━━━ Task inputs ━━━
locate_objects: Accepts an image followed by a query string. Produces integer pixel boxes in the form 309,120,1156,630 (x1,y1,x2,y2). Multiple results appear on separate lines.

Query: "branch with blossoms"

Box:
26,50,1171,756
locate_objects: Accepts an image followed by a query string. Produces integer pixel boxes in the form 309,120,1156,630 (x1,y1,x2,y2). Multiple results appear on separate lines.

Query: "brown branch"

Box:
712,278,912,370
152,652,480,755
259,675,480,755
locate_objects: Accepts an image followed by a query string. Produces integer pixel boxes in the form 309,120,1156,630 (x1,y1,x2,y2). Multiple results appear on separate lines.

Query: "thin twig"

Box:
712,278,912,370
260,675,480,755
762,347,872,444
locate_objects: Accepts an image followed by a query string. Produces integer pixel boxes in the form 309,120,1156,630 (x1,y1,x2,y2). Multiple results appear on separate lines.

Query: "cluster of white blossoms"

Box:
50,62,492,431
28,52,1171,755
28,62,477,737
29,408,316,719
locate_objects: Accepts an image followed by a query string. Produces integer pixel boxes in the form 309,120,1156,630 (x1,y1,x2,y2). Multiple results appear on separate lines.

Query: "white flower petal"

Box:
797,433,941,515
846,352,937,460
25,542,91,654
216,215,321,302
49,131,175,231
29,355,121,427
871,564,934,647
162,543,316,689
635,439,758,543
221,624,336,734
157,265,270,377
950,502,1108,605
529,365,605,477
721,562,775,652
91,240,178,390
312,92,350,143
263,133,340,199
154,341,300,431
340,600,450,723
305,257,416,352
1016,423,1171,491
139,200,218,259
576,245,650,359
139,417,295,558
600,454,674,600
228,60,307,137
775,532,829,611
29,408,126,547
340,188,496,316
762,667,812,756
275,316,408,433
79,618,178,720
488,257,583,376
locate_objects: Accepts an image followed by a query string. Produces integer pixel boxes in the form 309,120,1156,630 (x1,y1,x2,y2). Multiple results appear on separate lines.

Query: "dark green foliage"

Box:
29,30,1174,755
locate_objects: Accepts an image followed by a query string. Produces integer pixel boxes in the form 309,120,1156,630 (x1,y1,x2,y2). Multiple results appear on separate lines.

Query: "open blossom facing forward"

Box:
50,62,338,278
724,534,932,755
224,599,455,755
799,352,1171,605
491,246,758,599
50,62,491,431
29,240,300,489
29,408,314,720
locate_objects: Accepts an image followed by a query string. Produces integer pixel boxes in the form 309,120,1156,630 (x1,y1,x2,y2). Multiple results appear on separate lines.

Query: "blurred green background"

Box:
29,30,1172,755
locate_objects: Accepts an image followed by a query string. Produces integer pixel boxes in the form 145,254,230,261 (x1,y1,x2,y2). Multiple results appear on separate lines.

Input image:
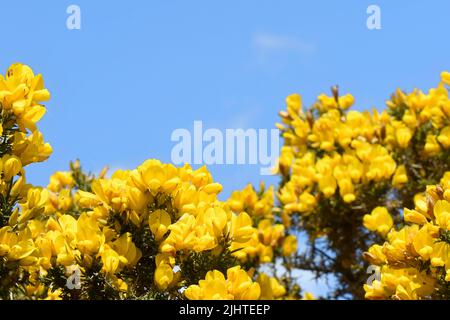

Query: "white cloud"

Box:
253,33,316,55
━━━
**The request**
Please convert all of the material above into a JSON list of strings with one string per line, omitting blank lines and the pictures.

**Reply**
[
  "locate_objects: Accepts an image followed by a query string. Produces integer pixel boxes in the form 309,120,1156,630 (x1,y1,x2,y2). Multiple results appear on separate lines.",
  "Query: \"branch with blossoms\"",
  "Box:",
  "26,50,1171,756",
  "locate_objects: Accepts an image followed by a query string. Produces integer pixel boxes in the form 309,120,1156,630 (x1,y1,x2,y2). Multiple results appear on separate lines.",
  "Query: \"brown branch\"",
  "Box:",
  "712,278,912,370",
  "152,652,480,755",
  "259,675,480,755",
  "locate_objects: Accepts an image followed by a query string. Produces integer pixel boxes in the form 309,120,1156,630 (x1,y1,x2,y2). Multiple results appear on separate lines.",
  "Query: \"thin twig\"",
  "Box:",
  "712,278,912,370",
  "260,675,480,755",
  "762,347,872,444",
  "locate_objects: Accepts an image followed by a query string. Produces integer pixel boxes in the form 309,120,1156,630 (x1,y1,x2,y2). Multiple results appear on separate lines.",
  "Query: \"cluster of white blossoms\"",
  "Box:",
  "50,62,492,431",
  "28,52,1171,755",
  "28,62,477,737",
  "29,408,316,719",
  "locate_objects: Accepts an image followed by a query string. Produces integer pixel boxes in the form 309,120,1156,630 (x1,y1,x2,y2). Multiple results appear on separate lines.",
  "Query: \"white flower petal\"",
  "Box:",
  "797,433,941,515",
  "846,352,937,460",
  "25,542,91,654",
  "216,215,321,302",
  "49,131,175,231",
  "29,355,121,427",
  "871,564,934,647",
  "162,543,316,689",
  "635,439,758,543",
  "221,624,336,734",
  "157,265,270,377",
  "950,502,1108,605",
  "529,365,605,477",
  "721,562,775,652",
  "91,240,178,390",
  "312,92,350,143",
  "263,133,340,199",
  "154,341,300,431",
  "340,600,450,723",
  "305,257,416,352",
  "1016,423,1171,491",
  "139,200,218,259",
  "576,245,650,359",
  "139,417,295,558",
  "600,454,674,600",
  "228,60,307,137",
  "775,532,829,611",
  "29,408,126,547",
  "340,188,496,316",
  "762,667,812,756",
  "275,316,408,433",
  "79,618,178,720",
  "488,257,583,376",
  "locate_objects: Accepts an image followed by a query string. Produces integer pixel boxes in the form 309,120,1156,630 (x1,y1,x2,y2). Multiple results appear on separate lines.",
  "Query: \"dark green foliage\"",
  "Box:",
  "29,30,1174,755",
  "locate_objects: Accepts an image followed by a query string. Produces integer pixel boxes in the form 309,120,1156,630 (x1,y1,x2,y2). Multiple results appear on separate lines.",
  "Query: \"open blossom facing forward\"",
  "Box:",
  "50,62,338,278",
  "724,534,932,755",
  "224,599,455,755",
  "799,352,1171,605",
  "491,246,758,599",
  "50,62,491,431",
  "29,240,300,489",
  "29,408,314,720",
  "locate_objects: Accepts an image followed by a query string. Produces integer pixel boxes in the form 309,120,1156,630 (x1,y1,x2,y2). Multiple results appear on separate lines.",
  "Query: \"blurred green background\"",
  "Box:",
  "29,30,1172,755",
  "locate_objects: Accepts an image followed by a query string. Produces integer pixel boxes in the form 145,254,230,261 (x1,y1,x2,y2). Multiple results appear on separate lines.",
  "Input image:",
  "Query: \"white cloud\"",
  "Box:",
  "253,33,316,55"
]